• [Exercise requirements]:
Copy the lines below exactly, everything from the first line down to and including the line that contains "158 169 191 240".
▬▬▬▬▬▬
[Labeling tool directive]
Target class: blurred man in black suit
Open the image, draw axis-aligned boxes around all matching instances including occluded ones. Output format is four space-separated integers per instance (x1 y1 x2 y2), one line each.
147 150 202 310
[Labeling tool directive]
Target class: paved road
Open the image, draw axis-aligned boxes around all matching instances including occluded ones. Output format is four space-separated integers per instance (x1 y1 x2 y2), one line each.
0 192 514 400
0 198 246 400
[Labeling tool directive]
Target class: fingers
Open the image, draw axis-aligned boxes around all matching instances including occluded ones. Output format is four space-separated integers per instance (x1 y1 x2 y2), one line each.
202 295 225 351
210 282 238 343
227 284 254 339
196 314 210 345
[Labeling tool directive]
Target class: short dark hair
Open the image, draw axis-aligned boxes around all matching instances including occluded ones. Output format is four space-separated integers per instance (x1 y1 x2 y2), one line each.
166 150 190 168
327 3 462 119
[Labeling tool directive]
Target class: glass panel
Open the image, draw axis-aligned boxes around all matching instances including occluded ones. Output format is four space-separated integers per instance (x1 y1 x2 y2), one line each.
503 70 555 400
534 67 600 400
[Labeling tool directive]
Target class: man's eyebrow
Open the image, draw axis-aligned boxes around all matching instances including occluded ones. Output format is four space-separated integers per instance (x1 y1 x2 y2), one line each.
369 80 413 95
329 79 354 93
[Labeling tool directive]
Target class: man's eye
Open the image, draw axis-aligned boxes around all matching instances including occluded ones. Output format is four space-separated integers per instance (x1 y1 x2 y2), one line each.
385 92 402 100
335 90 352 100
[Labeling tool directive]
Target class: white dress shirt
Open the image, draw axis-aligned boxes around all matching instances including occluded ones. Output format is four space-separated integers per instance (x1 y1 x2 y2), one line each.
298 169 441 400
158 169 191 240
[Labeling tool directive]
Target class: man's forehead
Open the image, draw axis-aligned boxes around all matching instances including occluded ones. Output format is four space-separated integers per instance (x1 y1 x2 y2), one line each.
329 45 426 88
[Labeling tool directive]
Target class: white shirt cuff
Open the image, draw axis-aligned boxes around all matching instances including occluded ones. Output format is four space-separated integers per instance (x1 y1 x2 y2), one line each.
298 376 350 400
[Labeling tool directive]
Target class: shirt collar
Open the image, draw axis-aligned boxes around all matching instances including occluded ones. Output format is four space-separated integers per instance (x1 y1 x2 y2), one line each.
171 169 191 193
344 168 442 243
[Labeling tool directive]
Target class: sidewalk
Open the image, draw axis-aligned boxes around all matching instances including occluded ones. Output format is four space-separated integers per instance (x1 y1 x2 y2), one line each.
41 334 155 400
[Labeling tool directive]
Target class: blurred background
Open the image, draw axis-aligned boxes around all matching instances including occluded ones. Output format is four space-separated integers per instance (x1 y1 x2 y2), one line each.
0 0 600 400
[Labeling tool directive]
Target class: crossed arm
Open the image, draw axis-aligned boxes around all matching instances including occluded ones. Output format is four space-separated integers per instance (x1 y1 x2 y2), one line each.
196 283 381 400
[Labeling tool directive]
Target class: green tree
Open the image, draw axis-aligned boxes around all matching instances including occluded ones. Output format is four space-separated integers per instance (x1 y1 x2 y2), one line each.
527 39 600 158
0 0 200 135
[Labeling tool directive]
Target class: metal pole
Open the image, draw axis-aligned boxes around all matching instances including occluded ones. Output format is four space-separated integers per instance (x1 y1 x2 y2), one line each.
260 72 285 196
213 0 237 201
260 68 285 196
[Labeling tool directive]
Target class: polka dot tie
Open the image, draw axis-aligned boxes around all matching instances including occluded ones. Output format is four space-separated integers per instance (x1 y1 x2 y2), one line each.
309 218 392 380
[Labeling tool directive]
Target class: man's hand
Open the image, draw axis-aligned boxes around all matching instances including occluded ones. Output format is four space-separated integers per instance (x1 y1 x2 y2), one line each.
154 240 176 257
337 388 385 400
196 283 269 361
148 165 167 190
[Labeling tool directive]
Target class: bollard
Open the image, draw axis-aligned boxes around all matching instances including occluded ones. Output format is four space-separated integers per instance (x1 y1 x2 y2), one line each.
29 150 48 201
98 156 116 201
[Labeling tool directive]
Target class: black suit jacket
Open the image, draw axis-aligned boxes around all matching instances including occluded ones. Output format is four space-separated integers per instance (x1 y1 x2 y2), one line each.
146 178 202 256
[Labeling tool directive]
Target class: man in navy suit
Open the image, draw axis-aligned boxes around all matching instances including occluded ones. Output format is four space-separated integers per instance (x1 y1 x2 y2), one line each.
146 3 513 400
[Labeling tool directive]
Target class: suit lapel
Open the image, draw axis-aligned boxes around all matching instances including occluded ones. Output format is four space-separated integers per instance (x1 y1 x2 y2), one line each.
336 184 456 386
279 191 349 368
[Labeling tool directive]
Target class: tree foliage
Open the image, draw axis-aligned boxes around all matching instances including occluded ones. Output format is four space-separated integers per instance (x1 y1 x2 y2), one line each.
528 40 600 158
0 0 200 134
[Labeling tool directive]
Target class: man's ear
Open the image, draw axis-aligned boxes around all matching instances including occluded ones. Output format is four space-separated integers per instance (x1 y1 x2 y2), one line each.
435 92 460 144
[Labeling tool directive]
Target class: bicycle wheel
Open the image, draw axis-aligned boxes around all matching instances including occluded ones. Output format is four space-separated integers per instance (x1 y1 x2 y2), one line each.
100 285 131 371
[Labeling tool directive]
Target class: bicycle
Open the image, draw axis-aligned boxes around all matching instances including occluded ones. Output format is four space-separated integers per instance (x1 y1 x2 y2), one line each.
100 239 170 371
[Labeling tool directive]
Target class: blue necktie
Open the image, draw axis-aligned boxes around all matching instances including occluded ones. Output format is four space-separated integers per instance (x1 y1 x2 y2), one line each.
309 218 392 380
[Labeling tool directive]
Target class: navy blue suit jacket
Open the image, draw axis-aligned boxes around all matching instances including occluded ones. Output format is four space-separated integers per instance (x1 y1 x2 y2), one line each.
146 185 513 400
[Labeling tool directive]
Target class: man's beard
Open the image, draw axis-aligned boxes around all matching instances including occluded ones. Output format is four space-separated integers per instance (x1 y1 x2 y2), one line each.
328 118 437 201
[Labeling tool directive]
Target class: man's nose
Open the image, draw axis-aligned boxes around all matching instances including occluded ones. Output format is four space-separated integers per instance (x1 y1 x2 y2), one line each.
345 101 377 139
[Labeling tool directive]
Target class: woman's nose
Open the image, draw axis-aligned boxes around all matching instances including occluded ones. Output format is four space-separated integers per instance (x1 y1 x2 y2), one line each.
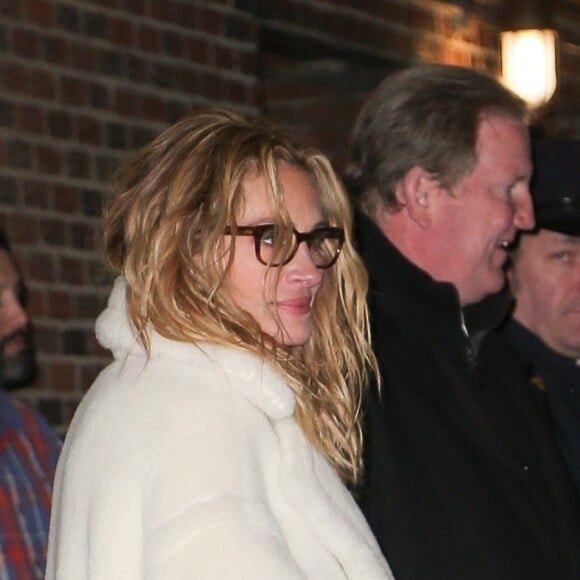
287 242 323 286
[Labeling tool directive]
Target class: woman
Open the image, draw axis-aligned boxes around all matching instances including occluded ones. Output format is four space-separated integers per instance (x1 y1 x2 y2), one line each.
47 111 391 580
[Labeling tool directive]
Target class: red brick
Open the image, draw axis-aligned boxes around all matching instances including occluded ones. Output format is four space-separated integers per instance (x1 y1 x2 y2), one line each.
30 69 56 100
12 28 38 58
23 181 52 209
70 42 97 74
24 0 54 28
36 145 63 175
53 185 80 214
115 88 141 117
47 290 74 320
76 115 103 145
0 62 30 94
43 35 70 65
109 17 135 47
60 76 87 106
15 104 46 134
137 24 161 52
27 251 56 283
58 256 86 286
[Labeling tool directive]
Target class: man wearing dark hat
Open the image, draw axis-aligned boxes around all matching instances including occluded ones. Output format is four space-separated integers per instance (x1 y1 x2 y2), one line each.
501 140 580 495
0 231 60 580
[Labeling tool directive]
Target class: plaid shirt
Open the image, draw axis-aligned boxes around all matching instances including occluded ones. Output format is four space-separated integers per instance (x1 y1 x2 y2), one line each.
0 389 61 580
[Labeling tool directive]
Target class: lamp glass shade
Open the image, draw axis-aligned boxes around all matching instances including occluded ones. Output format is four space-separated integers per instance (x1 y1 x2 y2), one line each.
500 29 557 107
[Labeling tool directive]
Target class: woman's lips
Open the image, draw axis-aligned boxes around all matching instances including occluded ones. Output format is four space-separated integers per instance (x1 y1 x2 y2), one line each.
276 296 312 314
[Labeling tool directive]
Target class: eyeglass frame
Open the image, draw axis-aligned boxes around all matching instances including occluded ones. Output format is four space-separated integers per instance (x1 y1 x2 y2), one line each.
224 224 344 270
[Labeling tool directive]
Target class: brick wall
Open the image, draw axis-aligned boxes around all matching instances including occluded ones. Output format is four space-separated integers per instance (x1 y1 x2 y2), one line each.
0 0 580 430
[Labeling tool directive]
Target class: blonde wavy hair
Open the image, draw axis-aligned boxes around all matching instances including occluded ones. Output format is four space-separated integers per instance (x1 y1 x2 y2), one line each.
104 109 376 484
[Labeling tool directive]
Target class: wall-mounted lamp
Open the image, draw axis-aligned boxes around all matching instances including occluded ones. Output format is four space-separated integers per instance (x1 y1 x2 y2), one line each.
500 0 558 107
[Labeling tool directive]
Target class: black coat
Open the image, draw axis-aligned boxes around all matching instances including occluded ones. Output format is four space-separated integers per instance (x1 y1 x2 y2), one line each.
497 319 580 498
355 215 580 580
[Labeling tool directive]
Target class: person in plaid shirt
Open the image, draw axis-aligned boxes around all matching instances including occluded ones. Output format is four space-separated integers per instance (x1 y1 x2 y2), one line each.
0 231 61 580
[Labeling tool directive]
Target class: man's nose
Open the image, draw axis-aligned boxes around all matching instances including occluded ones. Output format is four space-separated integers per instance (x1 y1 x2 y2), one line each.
0 290 28 335
514 185 536 230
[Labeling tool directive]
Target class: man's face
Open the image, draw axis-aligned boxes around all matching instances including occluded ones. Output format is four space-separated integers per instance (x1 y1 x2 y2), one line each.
508 230 580 358
0 249 35 387
429 115 534 305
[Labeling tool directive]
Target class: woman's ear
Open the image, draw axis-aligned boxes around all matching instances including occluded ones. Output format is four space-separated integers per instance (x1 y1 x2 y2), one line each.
395 165 439 229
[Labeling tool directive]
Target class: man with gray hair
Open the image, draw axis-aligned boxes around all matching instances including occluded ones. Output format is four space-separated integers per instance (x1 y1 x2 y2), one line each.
0 231 61 580
346 65 580 580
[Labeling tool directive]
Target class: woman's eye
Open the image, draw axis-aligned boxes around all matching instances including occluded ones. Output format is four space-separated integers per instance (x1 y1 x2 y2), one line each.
260 227 276 246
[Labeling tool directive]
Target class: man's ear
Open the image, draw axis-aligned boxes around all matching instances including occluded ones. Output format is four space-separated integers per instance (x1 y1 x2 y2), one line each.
395 165 439 229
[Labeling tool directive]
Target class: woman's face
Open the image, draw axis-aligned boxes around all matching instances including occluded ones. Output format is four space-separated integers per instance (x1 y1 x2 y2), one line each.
226 163 326 346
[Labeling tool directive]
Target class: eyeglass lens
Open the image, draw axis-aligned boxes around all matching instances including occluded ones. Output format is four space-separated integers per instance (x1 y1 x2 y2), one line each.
257 226 342 268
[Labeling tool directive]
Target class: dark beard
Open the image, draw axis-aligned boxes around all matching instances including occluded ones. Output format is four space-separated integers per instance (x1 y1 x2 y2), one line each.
0 326 36 391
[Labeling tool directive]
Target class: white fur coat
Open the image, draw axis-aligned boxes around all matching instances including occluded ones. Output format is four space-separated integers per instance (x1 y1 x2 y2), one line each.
46 279 392 580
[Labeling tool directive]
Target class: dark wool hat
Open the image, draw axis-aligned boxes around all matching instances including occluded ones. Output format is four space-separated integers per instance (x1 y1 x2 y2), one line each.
530 139 580 236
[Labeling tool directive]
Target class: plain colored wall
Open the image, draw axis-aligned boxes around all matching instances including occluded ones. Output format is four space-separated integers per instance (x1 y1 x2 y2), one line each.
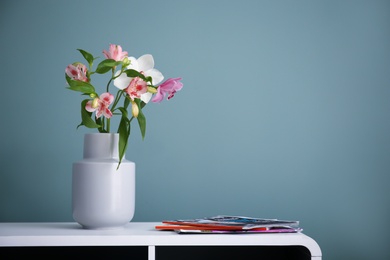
▬▬▬▬▬▬
• [Written response]:
[Labeling tool directive]
Target class: blurred man in black suit
Open the image, draw axis-aligned boxes around all matching instances including occluded ones. Output format is four space-separated integers per instance (x1 y1 x2 y2), one line each.
147 150 202 310
[Labeling tool directive]
Target class: paved road
Open the image, draw axis-aligned boxes around all matching instances including occluded ones. Output format is four space-separated integers per instance (x1 y1 x2 y2), one line each.
0 192 514 400
0 198 246 400
[Labeling tool directive]
Target class: fingers
Open the image, draw axis-aligned boxes around all matching instances including occluded ones. Output format is four space-separated integers per instance (x1 y1 x2 y2), one line each.
202 295 225 351
210 282 238 343
227 284 254 339
196 314 210 345
[Labeling tool directive]
Target class: short dark hair
Open the image, draw axis-aligned boxes around all matching instances including occluded ones. Output format is four space-separated integers per instance (x1 y1 x2 y2), one line each.
166 150 190 168
327 3 462 119
[Labeling tool directive]
Target class: glass panel
Open the image, draw axis-aligned boxes around all matching instances including occluded ones. Output format is four space-separated integers per instance (x1 y1 x2 y2), one line each.
503 70 555 400
534 67 600 400
[Labeling tool directive]
Target class: man's eyebrow
Open the image, draw axis-aligned boxes around all matching instances including occluded ones. Output format is four space-separated integers per instance (x1 y1 x2 y2), one line each.
369 80 413 95
329 79 354 93
[Labeling tool directive]
Target class: man's eye
Open the image, draw axis-aligned boxes around all matching instances including occluded ones. Output format is four space-separated integers per instance (x1 y1 x2 y2), one line each.
385 92 402 100
335 90 352 100
[Labeling tool directive]
Target class: white dress shirt
Open the image, draw axis-aligned boxes around all matching instances including occluded ones. Output format is four space-separated integers per instance (x1 y1 x2 y2), one line each.
298 169 441 400
158 169 191 240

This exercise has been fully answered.